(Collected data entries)
....

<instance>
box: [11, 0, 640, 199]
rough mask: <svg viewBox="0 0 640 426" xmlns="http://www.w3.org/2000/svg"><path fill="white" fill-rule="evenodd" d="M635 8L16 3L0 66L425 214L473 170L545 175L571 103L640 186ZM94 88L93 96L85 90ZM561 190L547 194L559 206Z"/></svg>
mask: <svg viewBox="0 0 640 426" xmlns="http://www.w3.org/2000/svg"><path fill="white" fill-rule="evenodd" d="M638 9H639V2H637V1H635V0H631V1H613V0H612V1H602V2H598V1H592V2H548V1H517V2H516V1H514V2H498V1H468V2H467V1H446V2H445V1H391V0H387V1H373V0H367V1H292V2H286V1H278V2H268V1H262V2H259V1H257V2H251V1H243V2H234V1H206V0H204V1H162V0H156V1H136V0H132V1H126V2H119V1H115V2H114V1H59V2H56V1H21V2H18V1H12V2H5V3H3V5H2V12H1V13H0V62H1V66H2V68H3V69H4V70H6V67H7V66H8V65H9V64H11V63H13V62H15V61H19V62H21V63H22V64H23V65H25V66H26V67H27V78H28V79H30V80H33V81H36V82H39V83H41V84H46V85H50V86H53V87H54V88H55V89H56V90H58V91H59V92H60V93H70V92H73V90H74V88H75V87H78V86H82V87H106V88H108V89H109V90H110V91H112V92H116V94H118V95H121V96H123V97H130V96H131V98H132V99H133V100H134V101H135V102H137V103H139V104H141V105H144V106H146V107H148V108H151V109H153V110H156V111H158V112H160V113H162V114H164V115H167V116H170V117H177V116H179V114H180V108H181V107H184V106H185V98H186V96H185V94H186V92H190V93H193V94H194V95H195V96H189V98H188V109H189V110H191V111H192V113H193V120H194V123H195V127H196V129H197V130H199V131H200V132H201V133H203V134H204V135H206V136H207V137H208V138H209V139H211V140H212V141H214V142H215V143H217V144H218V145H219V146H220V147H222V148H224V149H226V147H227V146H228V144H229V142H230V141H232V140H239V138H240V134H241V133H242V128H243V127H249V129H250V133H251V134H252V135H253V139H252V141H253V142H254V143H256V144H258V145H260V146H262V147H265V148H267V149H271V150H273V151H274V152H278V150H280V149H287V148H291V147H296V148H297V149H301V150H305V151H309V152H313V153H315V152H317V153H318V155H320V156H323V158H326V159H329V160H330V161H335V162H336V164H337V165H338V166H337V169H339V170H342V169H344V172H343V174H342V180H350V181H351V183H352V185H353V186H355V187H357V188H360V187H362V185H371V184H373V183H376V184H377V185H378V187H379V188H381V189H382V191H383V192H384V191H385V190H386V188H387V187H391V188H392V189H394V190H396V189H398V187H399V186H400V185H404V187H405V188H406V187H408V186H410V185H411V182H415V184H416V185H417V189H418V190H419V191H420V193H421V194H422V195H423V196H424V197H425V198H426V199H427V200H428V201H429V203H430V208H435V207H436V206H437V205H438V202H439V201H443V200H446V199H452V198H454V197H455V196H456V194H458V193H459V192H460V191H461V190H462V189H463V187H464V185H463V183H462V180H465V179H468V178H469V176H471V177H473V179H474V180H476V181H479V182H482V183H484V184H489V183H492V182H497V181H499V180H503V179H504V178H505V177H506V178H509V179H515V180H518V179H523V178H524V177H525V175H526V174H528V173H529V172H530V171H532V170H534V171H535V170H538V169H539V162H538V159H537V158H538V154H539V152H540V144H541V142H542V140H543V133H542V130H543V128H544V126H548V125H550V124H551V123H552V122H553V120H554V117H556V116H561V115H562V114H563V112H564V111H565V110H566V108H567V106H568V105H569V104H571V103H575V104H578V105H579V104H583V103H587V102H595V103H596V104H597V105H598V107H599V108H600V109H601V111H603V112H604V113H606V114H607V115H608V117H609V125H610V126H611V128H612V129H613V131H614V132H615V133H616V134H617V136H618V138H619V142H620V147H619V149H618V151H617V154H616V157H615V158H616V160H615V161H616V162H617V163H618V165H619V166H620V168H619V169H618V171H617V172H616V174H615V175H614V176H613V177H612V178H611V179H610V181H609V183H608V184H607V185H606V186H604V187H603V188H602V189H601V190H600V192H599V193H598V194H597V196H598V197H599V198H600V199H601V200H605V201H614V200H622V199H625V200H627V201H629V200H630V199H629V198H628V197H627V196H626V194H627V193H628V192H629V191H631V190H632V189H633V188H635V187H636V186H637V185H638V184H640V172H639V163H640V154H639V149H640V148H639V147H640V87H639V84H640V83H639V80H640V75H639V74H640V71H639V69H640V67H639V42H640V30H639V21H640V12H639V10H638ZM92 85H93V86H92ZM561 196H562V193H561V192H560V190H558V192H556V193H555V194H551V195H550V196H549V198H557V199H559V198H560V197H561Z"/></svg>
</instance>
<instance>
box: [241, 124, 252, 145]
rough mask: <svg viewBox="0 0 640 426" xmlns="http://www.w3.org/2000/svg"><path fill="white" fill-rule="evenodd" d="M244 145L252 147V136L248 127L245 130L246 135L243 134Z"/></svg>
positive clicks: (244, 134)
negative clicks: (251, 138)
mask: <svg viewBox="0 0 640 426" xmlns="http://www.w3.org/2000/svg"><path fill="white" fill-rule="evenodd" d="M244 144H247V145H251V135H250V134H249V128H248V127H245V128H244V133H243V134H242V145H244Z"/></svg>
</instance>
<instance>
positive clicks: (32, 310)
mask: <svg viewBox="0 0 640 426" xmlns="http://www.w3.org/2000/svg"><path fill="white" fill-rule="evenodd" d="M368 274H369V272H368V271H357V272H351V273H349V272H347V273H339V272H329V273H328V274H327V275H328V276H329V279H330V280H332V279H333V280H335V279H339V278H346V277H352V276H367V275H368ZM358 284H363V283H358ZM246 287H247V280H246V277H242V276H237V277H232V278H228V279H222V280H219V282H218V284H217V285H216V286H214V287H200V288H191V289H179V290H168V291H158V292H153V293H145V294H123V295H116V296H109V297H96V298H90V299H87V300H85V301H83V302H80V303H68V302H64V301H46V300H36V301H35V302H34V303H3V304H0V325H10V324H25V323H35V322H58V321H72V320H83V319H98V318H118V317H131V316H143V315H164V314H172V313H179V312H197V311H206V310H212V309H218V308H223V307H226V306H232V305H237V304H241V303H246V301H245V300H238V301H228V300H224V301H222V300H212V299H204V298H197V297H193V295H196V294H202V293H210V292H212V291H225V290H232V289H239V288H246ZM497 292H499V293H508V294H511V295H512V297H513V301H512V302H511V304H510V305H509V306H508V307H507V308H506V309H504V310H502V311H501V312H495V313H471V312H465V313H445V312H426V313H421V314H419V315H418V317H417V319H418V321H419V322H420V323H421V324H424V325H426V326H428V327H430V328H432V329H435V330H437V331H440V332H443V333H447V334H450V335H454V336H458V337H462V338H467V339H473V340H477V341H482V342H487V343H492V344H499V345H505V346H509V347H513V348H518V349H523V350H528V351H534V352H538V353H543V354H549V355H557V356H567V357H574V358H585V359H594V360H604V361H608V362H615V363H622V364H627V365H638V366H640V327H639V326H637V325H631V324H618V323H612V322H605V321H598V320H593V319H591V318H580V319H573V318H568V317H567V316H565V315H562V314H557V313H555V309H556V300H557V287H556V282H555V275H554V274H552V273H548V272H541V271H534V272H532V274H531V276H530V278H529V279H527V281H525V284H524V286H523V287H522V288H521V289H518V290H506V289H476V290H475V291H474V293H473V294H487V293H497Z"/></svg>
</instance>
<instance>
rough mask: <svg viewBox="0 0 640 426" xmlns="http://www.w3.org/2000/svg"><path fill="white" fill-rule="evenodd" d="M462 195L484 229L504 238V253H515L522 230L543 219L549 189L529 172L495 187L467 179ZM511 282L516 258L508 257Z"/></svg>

....

Work required
Every line above should be printed again exactly as it stands.

Problem solution
<instance>
box: [11, 0, 640, 199]
rough mask: <svg viewBox="0 0 640 426" xmlns="http://www.w3.org/2000/svg"><path fill="white" fill-rule="evenodd" d="M635 8L16 3L0 66L425 214L473 170L545 175L571 103L640 186ZM94 88L93 96L85 90ZM561 190L547 194L559 206Z"/></svg>
mask: <svg viewBox="0 0 640 426" xmlns="http://www.w3.org/2000/svg"><path fill="white" fill-rule="evenodd" d="M638 9H639V2H637V1H635V0H631V1H613V0H612V1H602V2H598V1H592V2H548V1H517V2H516V1H514V2H498V1H468V2H467V1H446V2H445V1H391V0H387V1H373V0H367V1H292V2H286V1H278V2H268V1H262V2H259V1H257V2H251V1H243V2H234V1H206V0H204V1H162V0H156V1H136V0H132V1H126V2H119V1H115V2H114V1H59V2H56V1H21V2H18V1H12V2H5V3H3V5H2V12H1V13H0V62H1V66H2V68H3V69H4V70H6V67H7V66H8V65H9V64H11V63H13V62H15V61H19V62H21V63H22V64H23V65H25V66H26V67H27V78H28V79H30V80H33V81H36V82H39V83H41V84H46V85H50V86H53V87H54V88H55V89H56V90H58V91H59V92H60V93H70V92H73V90H74V88H75V87H78V86H82V87H106V88H108V89H109V90H110V91H112V92H116V94H118V95H121V96H123V97H130V96H131V98H132V99H133V100H134V101H135V102H137V103H139V104H141V105H144V106H146V107H148V108H151V109H153V110H156V111H158V112H160V113H162V114H164V115H167V116H170V117H177V116H179V114H180V108H181V107H184V106H185V98H186V96H185V94H186V92H190V93H193V94H194V95H195V96H189V98H188V109H189V110H191V111H192V113H193V120H194V123H195V127H196V129H197V130H199V131H200V132H201V133H203V134H204V135H206V136H207V137H208V138H209V139H211V140H212V141H214V142H215V143H217V144H218V145H219V146H220V147H222V148H224V149H226V147H227V146H228V144H229V142H230V141H232V140H239V138H240V134H241V133H242V128H243V127H249V129H250V133H251V134H252V135H253V139H252V141H253V142H254V143H256V144H258V145H260V146H262V147H265V148H267V149H271V150H273V151H274V152H278V150H280V149H287V148H291V147H296V148H297V149H301V150H305V151H309V152H313V153H315V152H317V153H318V155H320V156H323V158H326V159H329V160H330V161H335V162H336V164H337V165H338V166H337V169H339V170H342V169H344V172H343V174H342V180H350V181H351V183H352V185H353V186H355V187H357V188H360V187H362V185H371V184H373V183H376V184H377V185H378V187H379V188H381V189H382V191H383V192H384V191H385V190H386V188H387V187H391V188H392V189H394V190H396V189H398V187H399V186H400V185H404V187H405V188H406V187H408V186H410V185H411V182H415V184H416V185H417V189H418V190H419V191H420V193H421V194H422V195H423V196H424V197H425V198H426V199H427V200H428V201H429V203H430V208H435V207H436V206H437V205H438V202H439V201H443V200H446V199H452V198H454V197H455V196H456V194H458V193H459V192H460V191H461V190H462V189H463V187H464V185H463V183H462V180H465V179H468V178H469V176H471V177H473V179H474V180H476V181H479V182H482V183H484V184H489V183H492V182H497V181H499V180H503V179H504V178H505V177H506V178H509V179H515V180H518V179H523V178H524V177H525V175H526V174H528V173H529V172H530V171H532V170H534V171H535V170H538V169H539V162H538V159H537V158H538V154H539V152H540V144H541V142H542V140H543V133H542V130H543V128H544V126H548V125H550V124H551V123H552V122H553V120H554V117H556V116H561V115H562V114H563V112H564V111H565V110H566V108H567V106H568V105H569V104H571V103H575V104H578V105H579V104H583V103H587V102H595V103H596V104H597V105H598V107H599V108H600V109H601V111H603V112H604V113H606V114H607V115H608V117H609V125H610V126H611V128H612V129H613V131H614V132H615V133H616V134H617V136H618V138H619V142H620V147H619V149H618V151H617V154H616V157H615V158H616V160H615V161H616V162H617V163H618V165H619V166H620V168H619V169H618V171H617V172H616V174H615V175H614V176H613V177H612V178H611V179H610V181H609V183H608V184H607V185H606V186H604V187H603V188H602V189H601V190H600V192H599V193H598V194H597V196H598V197H599V198H600V199H601V200H605V201H614V200H622V199H625V200H627V201H629V200H630V199H629V198H628V197H627V196H626V194H627V193H628V192H629V191H631V190H632V189H633V188H635V187H636V186H637V185H638V184H640V172H639V163H640V154H639V149H640V148H639V147H640V87H639V84H640V83H639V80H640V75H639V74H640V71H639V69H640V67H639V42H640V30H639V21H640V12H639V10H638ZM92 85H93V86H92ZM561 196H562V193H561V192H560V190H558V192H556V193H555V194H551V195H550V196H549V198H557V199H559V198H560V197H561Z"/></svg>
</instance>
<instance>
box: [241, 124, 252, 145]
rough mask: <svg viewBox="0 0 640 426" xmlns="http://www.w3.org/2000/svg"><path fill="white" fill-rule="evenodd" d="M244 145L252 147V136L248 127L245 130L246 135L243 134Z"/></svg>
positive clicks: (244, 134)
negative clicks: (251, 138)
mask: <svg viewBox="0 0 640 426" xmlns="http://www.w3.org/2000/svg"><path fill="white" fill-rule="evenodd" d="M244 144H247V145H251V135H250V134H249V128H248V127H245V128H244V133H243V134H242V145H244Z"/></svg>
</instance>
<instance>
positive clicks: (32, 310)
mask: <svg viewBox="0 0 640 426" xmlns="http://www.w3.org/2000/svg"><path fill="white" fill-rule="evenodd" d="M368 274H369V272H368V271H357V272H351V273H349V272H347V273H339V272H329V273H328V274H327V275H328V276H329V279H330V280H332V279H333V280H335V279H339V278H346V277H352V276H367V275H368ZM358 284H363V283H358ZM246 287H247V280H246V277H242V276H237V277H232V278H228V279H222V280H219V282H218V284H217V285H216V286H214V287H200V288H191V289H179V290H168V291H158V292H153V293H145V294H123V295H116V296H109V297H96V298H90V299H87V300H85V301H83V302H80V303H68V302H64V301H46V300H36V301H35V302H34V303H3V304H0V325H10V324H25V323H35V322H58V321H72V320H83V319H98V318H118V317H131V316H143V315H164V314H172V313H179V312H197V311H206V310H212V309H218V308H223V307H226V306H232V305H237V304H241V303H246V301H245V300H238V301H228V300H224V301H222V300H212V299H204V298H197V297H193V295H196V294H202V293H210V292H212V291H225V290H232V289H239V288H246ZM497 292H499V293H508V294H511V295H512V297H513V301H512V302H511V304H510V305H509V306H508V307H507V308H506V309H504V310H502V311H501V312H495V313H471V312H465V313H445V312H426V313H421V314H419V315H418V317H417V319H418V321H419V322H420V323H421V324H424V325H426V326H428V327H430V328H432V329H435V330H437V331H440V332H443V333H447V334H450V335H454V336H458V337H462V338H467V339H473V340H477V341H482V342H487V343H492V344H499V345H505V346H509V347H513V348H518V349H523V350H528V351H534V352H538V353H543V354H549V355H557V356H567V357H574V358H585V359H594V360H604V361H608V362H615V363H622V364H627V365H638V366H640V327H639V326H637V325H631V324H618V323H612V322H605V321H598V320H593V319H591V318H580V319H573V318H568V317H567V316H565V315H562V314H557V313H555V309H556V300H557V287H556V282H555V275H554V274H552V273H548V272H541V271H534V272H532V274H531V276H530V278H529V279H527V281H525V284H524V286H523V287H522V288H521V289H518V290H506V289H476V290H475V291H474V293H473V294H487V293H497Z"/></svg>
</instance>
<instance>
rough mask: <svg viewBox="0 0 640 426" xmlns="http://www.w3.org/2000/svg"><path fill="white" fill-rule="evenodd" d="M462 195L484 229L504 238V253H515L522 230L543 219L549 189L529 172L495 187L467 179ZM511 282L516 258L508 257Z"/></svg>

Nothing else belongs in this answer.